** BEGIN EXTRACTED INFORMATION **

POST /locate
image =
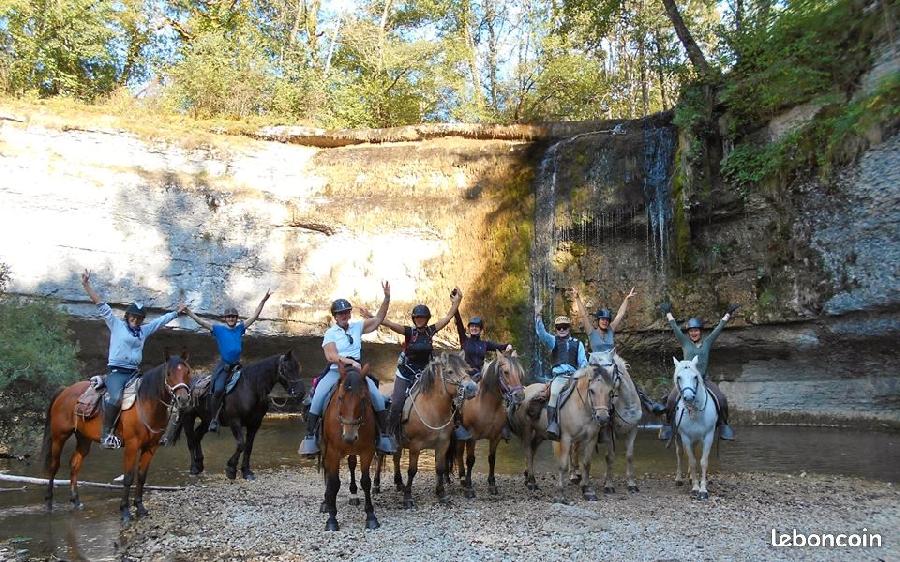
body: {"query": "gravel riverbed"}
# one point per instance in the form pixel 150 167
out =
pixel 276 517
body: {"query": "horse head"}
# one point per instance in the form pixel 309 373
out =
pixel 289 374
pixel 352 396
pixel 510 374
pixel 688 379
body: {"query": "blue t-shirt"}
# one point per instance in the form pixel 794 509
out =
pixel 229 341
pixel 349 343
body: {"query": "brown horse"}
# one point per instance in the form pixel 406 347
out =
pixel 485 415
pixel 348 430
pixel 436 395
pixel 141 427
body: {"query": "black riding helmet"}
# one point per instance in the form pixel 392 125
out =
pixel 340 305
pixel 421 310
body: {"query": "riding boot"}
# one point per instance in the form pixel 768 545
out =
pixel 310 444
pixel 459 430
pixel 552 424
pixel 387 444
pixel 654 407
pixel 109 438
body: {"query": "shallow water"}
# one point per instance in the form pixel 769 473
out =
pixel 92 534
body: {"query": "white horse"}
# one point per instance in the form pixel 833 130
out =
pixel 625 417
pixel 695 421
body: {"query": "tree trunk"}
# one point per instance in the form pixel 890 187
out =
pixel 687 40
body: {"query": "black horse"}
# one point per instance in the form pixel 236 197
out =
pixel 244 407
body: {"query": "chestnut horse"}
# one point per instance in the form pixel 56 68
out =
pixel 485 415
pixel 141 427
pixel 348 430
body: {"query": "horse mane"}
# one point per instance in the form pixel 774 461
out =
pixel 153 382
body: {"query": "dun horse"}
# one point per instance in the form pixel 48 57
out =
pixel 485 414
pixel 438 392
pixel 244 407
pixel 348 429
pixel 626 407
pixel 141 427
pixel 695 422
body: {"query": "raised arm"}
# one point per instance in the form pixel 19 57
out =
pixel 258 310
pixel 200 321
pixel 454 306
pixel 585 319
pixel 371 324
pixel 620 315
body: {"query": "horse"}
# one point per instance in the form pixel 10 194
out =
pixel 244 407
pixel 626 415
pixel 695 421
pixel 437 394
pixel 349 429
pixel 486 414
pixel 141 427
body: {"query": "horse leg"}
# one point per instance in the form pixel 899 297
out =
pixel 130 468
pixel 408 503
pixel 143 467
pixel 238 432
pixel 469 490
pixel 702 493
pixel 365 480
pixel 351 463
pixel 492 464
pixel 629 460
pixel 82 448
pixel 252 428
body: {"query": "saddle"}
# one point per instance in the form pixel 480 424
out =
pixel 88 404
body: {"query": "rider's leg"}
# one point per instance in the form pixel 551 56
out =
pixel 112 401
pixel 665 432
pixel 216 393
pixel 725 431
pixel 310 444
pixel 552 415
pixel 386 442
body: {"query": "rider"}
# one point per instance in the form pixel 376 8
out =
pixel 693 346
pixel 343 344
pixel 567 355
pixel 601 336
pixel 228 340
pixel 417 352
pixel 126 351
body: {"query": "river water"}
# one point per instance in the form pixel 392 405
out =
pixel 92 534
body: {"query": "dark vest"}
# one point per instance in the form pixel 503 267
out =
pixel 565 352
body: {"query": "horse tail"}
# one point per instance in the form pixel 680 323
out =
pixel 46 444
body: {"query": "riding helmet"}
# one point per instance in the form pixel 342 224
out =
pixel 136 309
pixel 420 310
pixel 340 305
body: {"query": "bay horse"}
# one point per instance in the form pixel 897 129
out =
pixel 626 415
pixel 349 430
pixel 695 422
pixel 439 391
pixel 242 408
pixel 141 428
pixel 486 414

** END EXTRACTED INFORMATION **

• **GIVEN TASK**: Reproduce every entry word for word, but skip any pictures.

• **RIGHT ANSWER**:
POST /locate
image =
body: {"query": "gravel riverbed"}
# one point per instance in the form pixel 150 167
out =
pixel 276 517
body: {"query": "horse head"}
# one point per instance in the form pixel 309 373
out =
pixel 289 374
pixel 352 396
pixel 510 374
pixel 688 379
body: {"query": "blue t-shirt"}
# one point per instance in the form pixel 794 509
out =
pixel 229 341
pixel 349 343
body: {"query": "brown horse"}
# one point per instance in the form pixel 406 347
out =
pixel 485 415
pixel 348 430
pixel 436 395
pixel 141 427
body: {"query": "black riding helmet"}
# one point per instance in the form pixel 392 125
out =
pixel 340 305
pixel 421 310
body: {"query": "riding boot"}
# one point per instance in the form pixel 768 545
out =
pixel 310 444
pixel 459 430
pixel 552 424
pixel 387 444
pixel 654 407
pixel 109 438
body: {"query": "shallow water"}
# one point per instance in the form pixel 769 473
out =
pixel 92 534
body: {"query": "white horse"}
# one point per instance in the form pixel 833 130
out =
pixel 625 417
pixel 695 421
body: {"query": "tree trunk"}
# one point per instance in the form pixel 890 187
out =
pixel 687 40
body: {"query": "black horse"}
# one point per instance in the form pixel 236 197
out =
pixel 244 407
body: {"query": "chestnut horse"}
# one point per instance in the form pixel 56 68
out =
pixel 485 415
pixel 141 427
pixel 348 430
body: {"query": "horse mane"}
# one point per instance in the form pixel 774 461
out =
pixel 153 382
body: {"query": "dun horse"}
# one point per instance in the form pixel 48 57
out =
pixel 485 414
pixel 438 392
pixel 244 407
pixel 348 429
pixel 626 407
pixel 141 427
pixel 695 422
body: {"query": "raised arm"}
# one point per instance in the form pixel 19 57
out =
pixel 258 310
pixel 200 321
pixel 454 306
pixel 585 319
pixel 371 324
pixel 620 315
body: {"query": "horse"}
# one point per instance in the form pixel 10 194
out =
pixel 244 407
pixel 626 415
pixel 695 421
pixel 437 394
pixel 349 429
pixel 486 414
pixel 141 427
body: {"query": "horse leg"}
# one point per instance in the form pixel 899 297
out =
pixel 130 468
pixel 408 503
pixel 143 467
pixel 238 432
pixel 469 490
pixel 702 493
pixel 365 480
pixel 351 463
pixel 492 464
pixel 629 460
pixel 82 448
pixel 252 428
body: {"query": "saddle"}
# one point per instance in the form pixel 480 424
out =
pixel 88 404
body: {"query": "rider's leg"}
# one point per instance in the form pixel 551 56
out =
pixel 112 401
pixel 665 432
pixel 216 393
pixel 725 431
pixel 310 444
pixel 552 415
pixel 386 442
body: {"query": "rider"}
# one point per instance in the form pixel 376 8
out =
pixel 693 346
pixel 343 344
pixel 567 355
pixel 601 336
pixel 228 340
pixel 417 352
pixel 126 351
body: {"query": "river water"}
# one point per instance in the form pixel 392 405
out =
pixel 92 534
body: {"query": "dark vest"}
# one point per instance in the form pixel 503 267
out =
pixel 565 352
body: {"query": "horse tail"}
# one point per instance in the form pixel 680 323
out =
pixel 46 444
body: {"query": "riding helmet"}
# one point per instance in the form pixel 342 224
out =
pixel 136 309
pixel 420 310
pixel 340 305
body: {"query": "bay horse"}
# one point per instance in the form pixel 897 129
out =
pixel 626 415
pixel 349 430
pixel 695 422
pixel 439 391
pixel 242 408
pixel 141 428
pixel 486 414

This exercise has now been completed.